Your goal
Reproduce the whole of the records exactly, and make sure no picture is carried into the result.

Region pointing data
-- Opening Marker --
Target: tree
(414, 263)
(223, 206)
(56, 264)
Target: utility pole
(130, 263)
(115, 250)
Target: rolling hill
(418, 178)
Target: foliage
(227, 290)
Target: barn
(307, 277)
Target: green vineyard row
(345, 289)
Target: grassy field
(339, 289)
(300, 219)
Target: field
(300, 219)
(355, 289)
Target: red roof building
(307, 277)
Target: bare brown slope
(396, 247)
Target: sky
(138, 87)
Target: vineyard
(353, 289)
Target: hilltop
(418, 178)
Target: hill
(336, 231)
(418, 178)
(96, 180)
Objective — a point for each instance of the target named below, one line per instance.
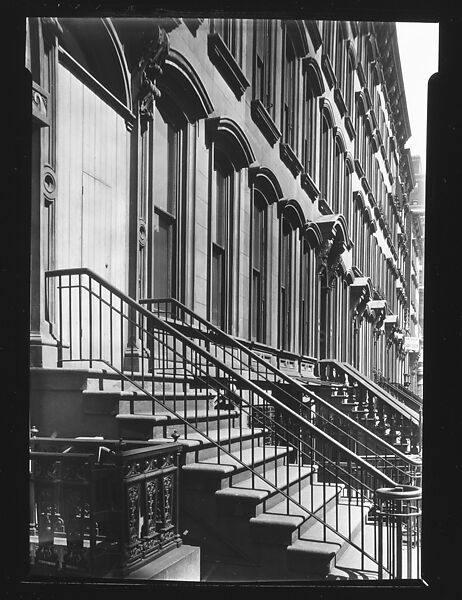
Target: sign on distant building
(411, 344)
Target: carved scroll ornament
(150, 68)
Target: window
(221, 235)
(347, 193)
(340, 58)
(337, 191)
(285, 287)
(290, 94)
(309, 127)
(264, 66)
(259, 267)
(306, 300)
(325, 153)
(328, 33)
(231, 33)
(348, 88)
(169, 162)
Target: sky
(418, 47)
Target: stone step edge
(224, 470)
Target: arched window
(168, 200)
(285, 284)
(231, 31)
(338, 179)
(289, 117)
(312, 88)
(231, 152)
(264, 88)
(259, 266)
(347, 201)
(168, 148)
(348, 90)
(265, 190)
(326, 156)
(93, 43)
(222, 208)
(307, 300)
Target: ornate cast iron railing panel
(99, 324)
(101, 508)
(395, 420)
(352, 434)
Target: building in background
(415, 274)
(254, 171)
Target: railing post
(399, 522)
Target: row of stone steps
(226, 506)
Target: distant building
(223, 254)
(415, 273)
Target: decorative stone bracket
(149, 69)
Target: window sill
(340, 102)
(310, 187)
(226, 64)
(365, 184)
(350, 127)
(328, 71)
(359, 169)
(361, 76)
(315, 34)
(264, 121)
(290, 159)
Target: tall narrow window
(285, 287)
(309, 128)
(264, 88)
(348, 89)
(337, 191)
(221, 235)
(325, 154)
(306, 312)
(290, 94)
(168, 163)
(231, 32)
(259, 266)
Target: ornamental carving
(323, 253)
(150, 68)
(133, 494)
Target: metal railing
(352, 434)
(400, 392)
(101, 507)
(391, 416)
(399, 519)
(95, 322)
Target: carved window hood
(350, 127)
(314, 33)
(289, 158)
(359, 199)
(367, 96)
(378, 310)
(328, 71)
(359, 169)
(310, 187)
(365, 184)
(226, 64)
(264, 121)
(40, 105)
(361, 76)
(340, 101)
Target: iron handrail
(311, 514)
(161, 324)
(403, 394)
(363, 468)
(289, 380)
(407, 412)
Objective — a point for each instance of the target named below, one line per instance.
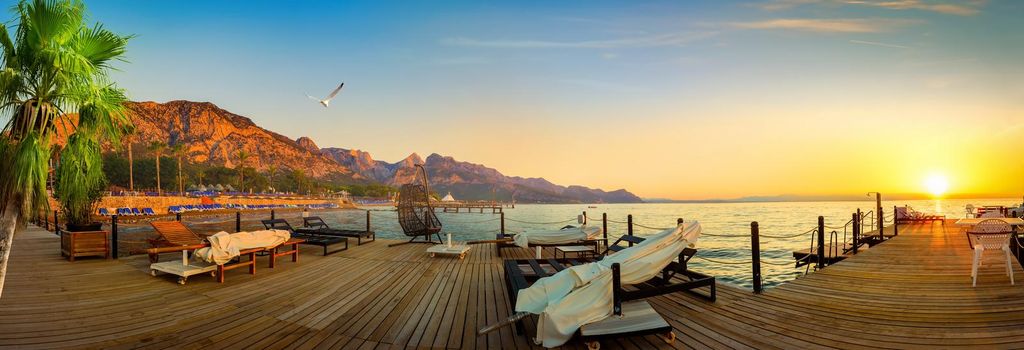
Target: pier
(471, 207)
(912, 291)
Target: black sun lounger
(311, 239)
(520, 273)
(315, 225)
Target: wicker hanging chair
(416, 215)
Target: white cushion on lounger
(224, 247)
(556, 236)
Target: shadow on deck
(912, 291)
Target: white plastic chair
(990, 234)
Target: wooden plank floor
(911, 292)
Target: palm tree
(270, 171)
(178, 149)
(243, 156)
(300, 179)
(131, 168)
(158, 148)
(55, 64)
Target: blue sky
(600, 92)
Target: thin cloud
(826, 26)
(875, 43)
(948, 7)
(957, 8)
(674, 39)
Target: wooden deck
(911, 292)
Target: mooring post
(821, 242)
(114, 235)
(882, 216)
(882, 224)
(629, 227)
(604, 227)
(895, 222)
(756, 256)
(856, 230)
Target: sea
(724, 249)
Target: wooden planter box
(85, 244)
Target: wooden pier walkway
(911, 292)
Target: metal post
(821, 242)
(856, 230)
(114, 235)
(604, 226)
(895, 222)
(881, 216)
(629, 227)
(882, 224)
(756, 256)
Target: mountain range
(214, 136)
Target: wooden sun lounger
(520, 273)
(315, 225)
(237, 263)
(173, 233)
(308, 238)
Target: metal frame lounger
(520, 273)
(308, 238)
(315, 225)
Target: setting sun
(937, 184)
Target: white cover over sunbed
(582, 294)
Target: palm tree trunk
(131, 170)
(180, 189)
(8, 227)
(158, 176)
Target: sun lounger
(568, 235)
(908, 215)
(315, 225)
(173, 233)
(308, 238)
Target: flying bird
(326, 101)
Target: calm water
(719, 222)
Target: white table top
(975, 221)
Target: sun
(937, 184)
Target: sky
(673, 99)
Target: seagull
(327, 101)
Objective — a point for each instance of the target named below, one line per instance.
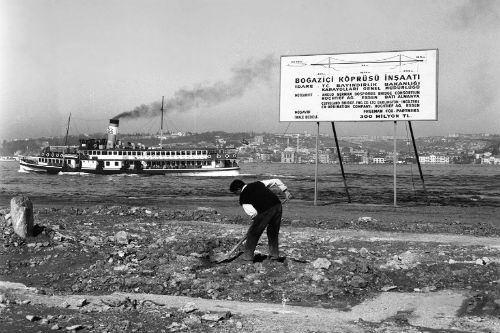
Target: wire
(286, 130)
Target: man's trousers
(271, 219)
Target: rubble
(169, 254)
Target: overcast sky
(96, 59)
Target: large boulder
(21, 215)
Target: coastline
(168, 244)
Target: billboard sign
(376, 86)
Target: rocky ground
(359, 268)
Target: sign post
(360, 87)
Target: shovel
(221, 257)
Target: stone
(388, 288)
(21, 210)
(321, 263)
(81, 302)
(32, 318)
(363, 252)
(8, 220)
(122, 237)
(366, 219)
(358, 282)
(74, 327)
(188, 307)
(214, 317)
(192, 320)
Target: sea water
(452, 184)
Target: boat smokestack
(112, 132)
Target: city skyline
(217, 62)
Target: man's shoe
(243, 258)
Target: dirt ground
(344, 268)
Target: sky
(216, 62)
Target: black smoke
(203, 95)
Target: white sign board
(378, 86)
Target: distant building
(434, 159)
(288, 156)
(258, 139)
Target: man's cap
(236, 185)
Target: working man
(264, 207)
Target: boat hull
(209, 172)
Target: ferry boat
(111, 156)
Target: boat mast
(67, 130)
(161, 126)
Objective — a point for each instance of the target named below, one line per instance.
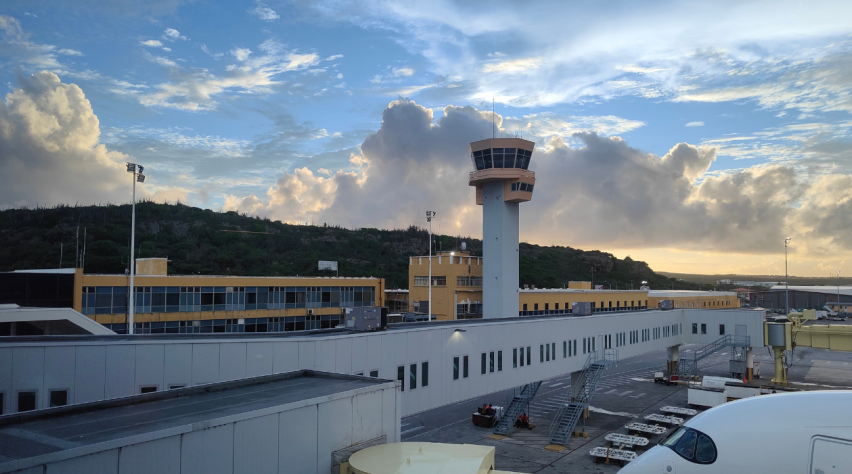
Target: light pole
(137, 176)
(786, 276)
(429, 216)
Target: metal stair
(571, 410)
(689, 366)
(520, 401)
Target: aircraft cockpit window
(706, 452)
(692, 445)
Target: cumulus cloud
(264, 13)
(49, 148)
(624, 197)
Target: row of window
(436, 281)
(28, 399)
(175, 299)
(704, 329)
(468, 281)
(241, 325)
(412, 375)
(501, 158)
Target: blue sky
(298, 110)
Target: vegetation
(200, 241)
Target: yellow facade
(557, 301)
(452, 284)
(88, 282)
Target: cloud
(172, 34)
(241, 53)
(640, 70)
(625, 197)
(264, 13)
(49, 148)
(513, 65)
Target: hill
(201, 241)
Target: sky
(693, 135)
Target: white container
(706, 397)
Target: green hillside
(200, 241)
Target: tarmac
(625, 393)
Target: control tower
(502, 182)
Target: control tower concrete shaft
(502, 182)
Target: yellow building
(194, 303)
(694, 299)
(456, 285)
(457, 292)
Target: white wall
(109, 369)
(297, 437)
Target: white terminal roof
(832, 289)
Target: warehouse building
(192, 303)
(292, 422)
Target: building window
(26, 400)
(58, 398)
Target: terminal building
(194, 303)
(457, 292)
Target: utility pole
(429, 216)
(786, 277)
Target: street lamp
(786, 276)
(429, 216)
(137, 177)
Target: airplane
(802, 432)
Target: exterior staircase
(689, 366)
(571, 409)
(520, 401)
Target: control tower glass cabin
(502, 181)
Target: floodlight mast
(429, 216)
(137, 176)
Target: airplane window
(705, 452)
(686, 446)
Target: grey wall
(294, 438)
(500, 230)
(97, 369)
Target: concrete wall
(296, 437)
(98, 369)
(500, 230)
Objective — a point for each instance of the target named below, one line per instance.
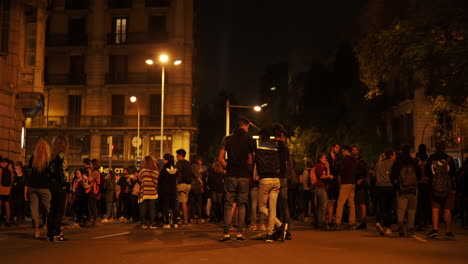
-- Closing Marker --
Result
Target: tree
(414, 263)
(223, 206)
(56, 264)
Target: utility pole
(130, 263)
(115, 250)
Target: rolling hill
(418, 178)
Target: foliage
(227, 290)
Target: barn
(307, 277)
Target: green vineyard row
(345, 289)
Target: grassy field
(339, 289)
(300, 219)
Target: field
(300, 219)
(355, 289)
Target: red roof building
(307, 277)
Target: bare brown slope
(396, 247)
Target: sky
(138, 87)
Target: vineyard
(353, 289)
Target: hilltop
(418, 178)
Target: hill
(336, 231)
(418, 178)
(96, 180)
Objective — a point for each instance of the target named below, one line per instance.
Target: sign on distant building
(411, 344)
Target: carved scroll ornament
(150, 68)
Target: window
(221, 235)
(347, 193)
(340, 58)
(337, 191)
(285, 287)
(290, 94)
(309, 127)
(264, 66)
(259, 267)
(306, 300)
(325, 153)
(328, 33)
(231, 33)
(348, 88)
(169, 162)
Target: sky
(418, 47)
Target: stone step edge
(224, 470)
Target: arched window
(168, 200)
(285, 284)
(231, 31)
(338, 179)
(289, 117)
(312, 88)
(231, 152)
(264, 88)
(259, 266)
(347, 201)
(168, 148)
(348, 90)
(265, 190)
(326, 156)
(93, 43)
(222, 208)
(307, 300)
Target: ornate cast iron railing panel
(99, 324)
(101, 508)
(395, 420)
(352, 434)
Target: building in background
(415, 274)
(254, 171)
Target: railing post
(399, 522)
Target: row of stone steps
(226, 506)
Target: distant building
(223, 254)
(415, 273)
Target: decorative stone bracket
(149, 69)
Target: window sill
(340, 102)
(310, 187)
(226, 64)
(365, 184)
(350, 127)
(328, 71)
(359, 169)
(361, 76)
(315, 34)
(264, 121)
(290, 159)
Target: tall narrow window
(285, 287)
(309, 128)
(264, 88)
(348, 89)
(337, 191)
(221, 235)
(325, 154)
(306, 312)
(290, 94)
(168, 163)
(231, 32)
(259, 266)
Target: ornamental carving
(323, 253)
(150, 68)
(133, 494)
Target: metal railing
(352, 434)
(400, 392)
(101, 507)
(391, 416)
(399, 519)
(95, 322)
Target: carved window hood
(350, 127)
(314, 33)
(289, 158)
(359, 199)
(367, 96)
(378, 310)
(328, 71)
(359, 169)
(310, 187)
(365, 184)
(226, 64)
(264, 121)
(40, 105)
(361, 76)
(340, 101)
Target: iron handrail
(311, 514)
(161, 324)
(403, 394)
(363, 468)
(289, 380)
(407, 412)
Objective — a point for each instance of the target named below, one line per instance.
Target: pier
(471, 207)
(912, 291)
Target: black sun lounger
(311, 239)
(520, 273)
(315, 225)
Target: wicker hanging chair
(416, 215)
Target: white cushion on lounger
(224, 247)
(556, 236)
Target: shadow on deck
(912, 291)
Target: white plastic chair
(990, 234)
Target: wooden plank floor
(911, 292)
Target: palm tree
(270, 171)
(178, 149)
(243, 156)
(300, 179)
(131, 168)
(158, 148)
(55, 64)
Target: blue sky
(600, 92)
Target: thin cloud
(826, 26)
(875, 43)
(948, 7)
(957, 8)
(674, 39)
Target: wooden deck
(911, 292)
Target: mooring post
(821, 242)
(114, 235)
(882, 216)
(882, 224)
(629, 227)
(604, 227)
(895, 222)
(756, 256)
(856, 230)
Target: sea
(724, 249)
Target: wooden planter box
(85, 244)
Target: wooden pier walkway
(911, 292)
Target: metal post
(821, 242)
(856, 230)
(114, 235)
(604, 226)
(895, 222)
(881, 216)
(629, 227)
(882, 224)
(756, 256)
Target: mountain range
(214, 136)
Target: wooden sun lounger
(520, 273)
(315, 225)
(237, 263)
(173, 233)
(308, 238)
Target: metal frame lounger
(520, 273)
(308, 238)
(315, 225)
Target: setting sun
(937, 184)
Target: white cover over sunbed
(582, 294)
Target: palm tree trunk
(131, 170)
(180, 189)
(8, 227)
(158, 176)
Target: sun lounger
(568, 235)
(908, 215)
(315, 225)
(173, 233)
(308, 238)
Target: flying bird
(326, 101)
Target: calm water
(719, 222)
Target: white table top
(975, 221)
Target: sun
(937, 184)
Target: sky
(673, 99)
Target: seagull
(327, 101)
Objective — a point for each instance of the target named below, one line per instance.
Target: wire
(286, 130)
Target: man's trousers
(271, 219)
Target: rubble
(169, 254)
Target: overcast sky
(96, 59)
Target: large boulder
(21, 215)
Target: coastline
(168, 244)
Target: billboard sign
(376, 86)
Target: rocky ground
(359, 268)
Target: sign post
(360, 87)
Target: shovel
(221, 257)
Target: stone
(388, 288)
(21, 210)
(321, 263)
(81, 302)
(32, 318)
(363, 252)
(8, 220)
(122, 237)
(366, 219)
(358, 282)
(74, 327)
(188, 307)
(214, 317)
(192, 320)
Target: sea water
(452, 184)
Target: boat smokestack
(112, 132)
Target: city skyline
(217, 62)
Target: man's shoe
(243, 258)
Target: dirt ground
(344, 268)
Target: sky
(216, 62)
Target: black smoke
(203, 95)
Target: white sign board
(378, 86)
Target: distant building
(434, 159)
(288, 156)
(258, 139)
Target: man's cap
(236, 185)
Target: working man
(264, 207)
Target: boat hull
(209, 172)
Target: ferry boat
(111, 156)
Target: boat mast
(67, 130)
(161, 126)
Objective — a point for each instance of the target named below, one line per instance.
Target: light pole
(137, 176)
(786, 276)
(429, 216)
Target: metal stair
(571, 410)
(689, 366)
(520, 401)
Target: aircraft cockpit window
(706, 452)
(692, 445)
Target: cumulus cloud
(264, 13)
(49, 148)
(624, 197)
Target: row of window
(436, 281)
(28, 399)
(175, 299)
(704, 329)
(468, 281)
(241, 325)
(412, 375)
(501, 158)
Target: blue sky
(298, 110)
Target: vegetation
(200, 241)
Target: yellow facade
(557, 301)
(452, 284)
(88, 282)
Target: cloud
(172, 34)
(241, 53)
(640, 70)
(625, 197)
(264, 13)
(49, 148)
(513, 65)
Target: hill
(201, 241)
Target: sky
(693, 135)
Target: white container
(706, 397)
Target: green hillside
(200, 241)
Target: tarmac
(625, 393)
Target: control tower
(502, 182)
Target: control tower concrete shaft
(502, 182)
Target: yellow building
(194, 303)
(694, 299)
(456, 285)
(457, 292)
Target: white wall
(109, 369)
(297, 437)
Target: white terminal roof
(832, 289)
Target: warehouse building
(192, 303)
(292, 422)
Target: building window
(26, 400)
(58, 398)
Target: terminal building
(194, 303)
(457, 292)
Target: utility pole
(429, 216)
(786, 277)
Target: street lamp
(786, 276)
(429, 216)
(137, 177)
Target: airplane
(802, 432)
Target: exterior staircase
(689, 366)
(571, 409)
(520, 401)
Target: control tower glass cabin
(502, 181)
Target: floodlight mast
(429, 216)
(137, 176)
Target: airplane window
(705, 452)
(686, 446)
Target: grey wall
(294, 438)
(500, 230)
(97, 369)
Target: concrete wall
(296, 437)
(98, 369)
(500, 230)
Objective — a point for each instance of the target named below, one line per instance.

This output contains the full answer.